SHORT EXERCISE: How many rows below contain the string "field"? Case matters. Reply with the number alone.

═══

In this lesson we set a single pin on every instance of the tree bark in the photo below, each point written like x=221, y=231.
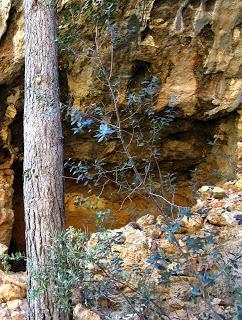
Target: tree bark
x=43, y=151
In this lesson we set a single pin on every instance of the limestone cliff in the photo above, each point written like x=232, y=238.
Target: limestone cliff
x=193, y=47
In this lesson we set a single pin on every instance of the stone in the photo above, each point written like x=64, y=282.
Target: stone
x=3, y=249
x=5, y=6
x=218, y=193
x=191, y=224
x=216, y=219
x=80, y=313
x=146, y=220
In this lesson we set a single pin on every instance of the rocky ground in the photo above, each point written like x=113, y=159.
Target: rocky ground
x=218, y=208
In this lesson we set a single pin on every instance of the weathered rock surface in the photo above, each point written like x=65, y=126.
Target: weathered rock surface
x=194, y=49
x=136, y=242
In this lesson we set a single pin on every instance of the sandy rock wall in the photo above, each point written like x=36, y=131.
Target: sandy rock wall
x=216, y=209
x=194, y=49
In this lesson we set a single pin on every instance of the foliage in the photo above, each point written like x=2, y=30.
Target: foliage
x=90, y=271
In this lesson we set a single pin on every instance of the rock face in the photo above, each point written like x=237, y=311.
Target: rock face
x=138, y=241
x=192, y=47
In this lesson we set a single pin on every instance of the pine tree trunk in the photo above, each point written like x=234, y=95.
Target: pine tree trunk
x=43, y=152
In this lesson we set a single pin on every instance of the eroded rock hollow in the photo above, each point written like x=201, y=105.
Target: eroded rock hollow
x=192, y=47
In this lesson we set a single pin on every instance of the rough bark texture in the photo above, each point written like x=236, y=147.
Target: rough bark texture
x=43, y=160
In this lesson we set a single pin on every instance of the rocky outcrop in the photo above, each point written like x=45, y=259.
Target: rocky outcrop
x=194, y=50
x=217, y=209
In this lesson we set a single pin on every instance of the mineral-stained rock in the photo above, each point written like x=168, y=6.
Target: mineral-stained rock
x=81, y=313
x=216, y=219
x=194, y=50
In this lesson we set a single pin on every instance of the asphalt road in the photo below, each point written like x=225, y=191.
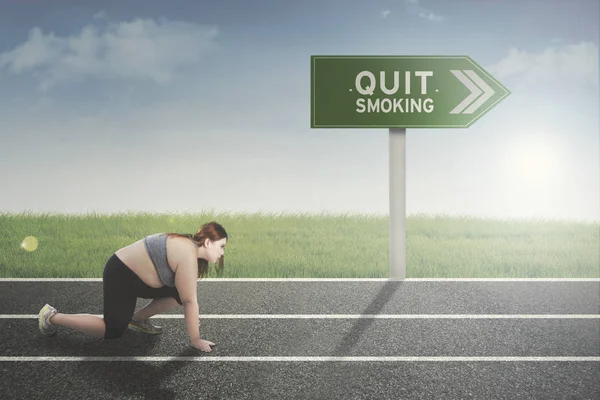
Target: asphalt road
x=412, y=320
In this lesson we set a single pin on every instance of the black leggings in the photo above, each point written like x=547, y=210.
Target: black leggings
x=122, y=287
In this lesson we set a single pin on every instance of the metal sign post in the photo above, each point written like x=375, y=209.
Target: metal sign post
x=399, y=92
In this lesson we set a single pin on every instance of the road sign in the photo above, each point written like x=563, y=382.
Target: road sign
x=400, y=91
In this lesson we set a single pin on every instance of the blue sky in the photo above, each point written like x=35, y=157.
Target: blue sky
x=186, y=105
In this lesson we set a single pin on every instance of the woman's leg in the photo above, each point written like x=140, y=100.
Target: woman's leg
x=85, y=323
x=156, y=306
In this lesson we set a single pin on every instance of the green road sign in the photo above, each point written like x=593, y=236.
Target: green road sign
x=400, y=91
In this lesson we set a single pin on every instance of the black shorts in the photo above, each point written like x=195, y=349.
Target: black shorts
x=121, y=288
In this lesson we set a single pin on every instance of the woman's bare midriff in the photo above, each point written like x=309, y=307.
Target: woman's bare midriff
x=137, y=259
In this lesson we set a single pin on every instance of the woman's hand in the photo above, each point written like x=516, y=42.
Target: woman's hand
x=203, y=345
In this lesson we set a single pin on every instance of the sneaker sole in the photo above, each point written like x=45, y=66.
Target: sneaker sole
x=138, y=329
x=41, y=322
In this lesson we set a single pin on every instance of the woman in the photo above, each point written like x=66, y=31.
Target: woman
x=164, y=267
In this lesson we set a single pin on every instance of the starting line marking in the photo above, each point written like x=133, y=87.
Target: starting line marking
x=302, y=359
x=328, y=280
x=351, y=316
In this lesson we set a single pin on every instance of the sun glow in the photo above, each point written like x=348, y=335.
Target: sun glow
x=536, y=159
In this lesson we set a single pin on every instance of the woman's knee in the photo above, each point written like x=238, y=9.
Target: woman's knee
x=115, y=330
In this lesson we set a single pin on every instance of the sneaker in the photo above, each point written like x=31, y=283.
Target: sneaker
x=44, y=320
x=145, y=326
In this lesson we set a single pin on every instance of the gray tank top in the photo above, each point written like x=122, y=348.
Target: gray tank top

═══

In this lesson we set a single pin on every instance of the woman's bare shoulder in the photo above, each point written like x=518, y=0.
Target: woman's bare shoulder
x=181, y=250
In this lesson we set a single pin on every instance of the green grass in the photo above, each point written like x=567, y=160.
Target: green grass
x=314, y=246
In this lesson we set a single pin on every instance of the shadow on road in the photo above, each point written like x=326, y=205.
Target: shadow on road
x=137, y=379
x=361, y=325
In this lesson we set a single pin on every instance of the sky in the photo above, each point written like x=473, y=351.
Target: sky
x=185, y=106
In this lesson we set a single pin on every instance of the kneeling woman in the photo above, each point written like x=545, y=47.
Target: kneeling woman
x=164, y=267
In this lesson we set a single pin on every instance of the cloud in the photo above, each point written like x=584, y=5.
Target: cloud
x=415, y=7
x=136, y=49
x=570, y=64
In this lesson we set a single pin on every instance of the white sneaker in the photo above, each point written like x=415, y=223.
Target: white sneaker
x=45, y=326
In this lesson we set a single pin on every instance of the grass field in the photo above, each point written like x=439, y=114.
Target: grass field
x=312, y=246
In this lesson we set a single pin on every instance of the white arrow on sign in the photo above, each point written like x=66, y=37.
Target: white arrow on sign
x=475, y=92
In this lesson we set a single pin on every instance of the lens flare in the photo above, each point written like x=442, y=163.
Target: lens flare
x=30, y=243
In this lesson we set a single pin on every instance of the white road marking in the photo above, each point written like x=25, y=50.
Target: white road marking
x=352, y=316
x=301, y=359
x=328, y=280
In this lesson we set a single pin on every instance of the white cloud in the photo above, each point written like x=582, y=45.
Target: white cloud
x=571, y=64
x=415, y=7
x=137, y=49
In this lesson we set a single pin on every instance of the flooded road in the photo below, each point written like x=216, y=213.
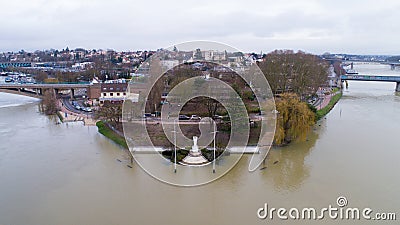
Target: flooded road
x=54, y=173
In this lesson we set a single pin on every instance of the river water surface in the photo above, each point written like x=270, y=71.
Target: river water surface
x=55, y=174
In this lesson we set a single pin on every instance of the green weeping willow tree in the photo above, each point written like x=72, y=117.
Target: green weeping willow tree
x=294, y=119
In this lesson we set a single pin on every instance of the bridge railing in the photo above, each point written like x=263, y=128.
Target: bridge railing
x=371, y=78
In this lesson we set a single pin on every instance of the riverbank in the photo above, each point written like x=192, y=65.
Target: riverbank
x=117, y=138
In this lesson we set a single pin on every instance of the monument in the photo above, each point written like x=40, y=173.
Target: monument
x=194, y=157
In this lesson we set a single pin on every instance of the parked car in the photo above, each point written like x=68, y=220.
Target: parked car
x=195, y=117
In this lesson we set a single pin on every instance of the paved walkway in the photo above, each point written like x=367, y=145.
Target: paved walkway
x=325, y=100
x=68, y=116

═══

RESPONSE TO THIS TASK: 2